Start of Document passage
The complainant averred that after locating the evaluation report,

the manager told her that if she could pass the physical she would be

reinstated as a letter carrier. The agency scheduled the complainant for

a physical examination in June 1995, and she was examined by Physician 2.

Physician 2 completed a form stating that the complainant's medical

history was significant for thoracic outlet syndrome, surgery to the right

elbow, "no lifting above shoulder" ("above shoulder" was striked out)

and a 23% impairment. He indicated that based on a physical examination,

the complainant was limited from lifting above the shoulders, and there

were no significant findings with regard to employment history.

Physician 2 checked a box on the medical assessment form which indicated

that based on all the above, the complainant's risk of incurring a

job-related injury or illness, within the next six months, due to an

existing or past medical conditions was "Moderate Risk/Restriction." The

form indicated this meant the complainant was medically qualified to

perform the essential functions of the position with accommodation.

Accommodation was defined on the form as job modifications that would

allow the complainant to perform the essential functions of the position

effectively and safely, and the accommodation identified by Physician

2 was not reaching above the shoulders. History of thoracic outlet

syndrome and tendinitis of the right elbow were also listed in the

accommodations box.
End of Document passage
Could you resume the passage about the complainant's reinstatement physical, continuing directly after its final sentence?
Start of Data extract
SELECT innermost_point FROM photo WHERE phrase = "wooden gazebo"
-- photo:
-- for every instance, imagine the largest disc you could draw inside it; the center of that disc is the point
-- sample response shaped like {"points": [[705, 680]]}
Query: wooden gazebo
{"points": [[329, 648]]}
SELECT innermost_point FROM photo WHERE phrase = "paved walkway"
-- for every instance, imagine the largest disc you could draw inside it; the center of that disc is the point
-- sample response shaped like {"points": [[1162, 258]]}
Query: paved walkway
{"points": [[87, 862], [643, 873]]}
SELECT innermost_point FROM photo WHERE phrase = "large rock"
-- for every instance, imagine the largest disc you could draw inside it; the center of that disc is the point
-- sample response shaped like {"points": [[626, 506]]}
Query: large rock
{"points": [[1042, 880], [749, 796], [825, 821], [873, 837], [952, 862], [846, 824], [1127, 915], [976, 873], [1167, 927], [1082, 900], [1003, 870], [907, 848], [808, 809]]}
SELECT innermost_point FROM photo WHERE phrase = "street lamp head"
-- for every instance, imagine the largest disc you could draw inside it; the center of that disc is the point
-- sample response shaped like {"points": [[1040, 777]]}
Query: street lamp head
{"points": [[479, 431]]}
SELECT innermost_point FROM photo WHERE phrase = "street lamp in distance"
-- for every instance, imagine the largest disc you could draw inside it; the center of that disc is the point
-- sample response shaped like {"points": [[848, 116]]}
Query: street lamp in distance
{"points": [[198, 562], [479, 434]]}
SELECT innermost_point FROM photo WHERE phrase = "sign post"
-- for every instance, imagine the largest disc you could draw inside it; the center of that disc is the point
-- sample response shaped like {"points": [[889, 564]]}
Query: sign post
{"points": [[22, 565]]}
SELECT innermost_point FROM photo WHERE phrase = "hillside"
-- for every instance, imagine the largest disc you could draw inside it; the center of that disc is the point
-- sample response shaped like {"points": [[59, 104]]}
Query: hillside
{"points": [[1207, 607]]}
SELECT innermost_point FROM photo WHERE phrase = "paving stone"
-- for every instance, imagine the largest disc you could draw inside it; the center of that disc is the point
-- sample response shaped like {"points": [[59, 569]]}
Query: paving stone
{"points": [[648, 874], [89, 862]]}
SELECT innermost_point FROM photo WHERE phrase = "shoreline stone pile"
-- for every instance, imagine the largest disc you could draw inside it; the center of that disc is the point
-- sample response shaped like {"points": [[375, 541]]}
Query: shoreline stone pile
End of Data extract
Result of the task:
By letter dated June 28, 1995, the Acting Supervisor of Customer

Service Support (Supervisor 1) informed the complainant that she was

physically unable to perform the duties of PTF (part-time flexible) city

carrier based on findings that included the inability to reach above

her shoulders, a history of thoracic outlet syndrome, and tendinitis of

the right elbow. The letter stated that to be considered for PTF city

carrier the complainant needed to submit a letter from her personal

physician stating clearly that her physical condition improved so that

she could perform the duties of PTF city carrier.

The complainant appealed the medical disqualification. Supervisor 1

forwarded the appeal with a cover letter in early July 1995 to the agency

District Medical Officer. Supervisor 1 advised in the cover letter that

based on the finding of Physician 2 that the complainant was at moderate

risk for the letter carrier position, he medically disqualified her.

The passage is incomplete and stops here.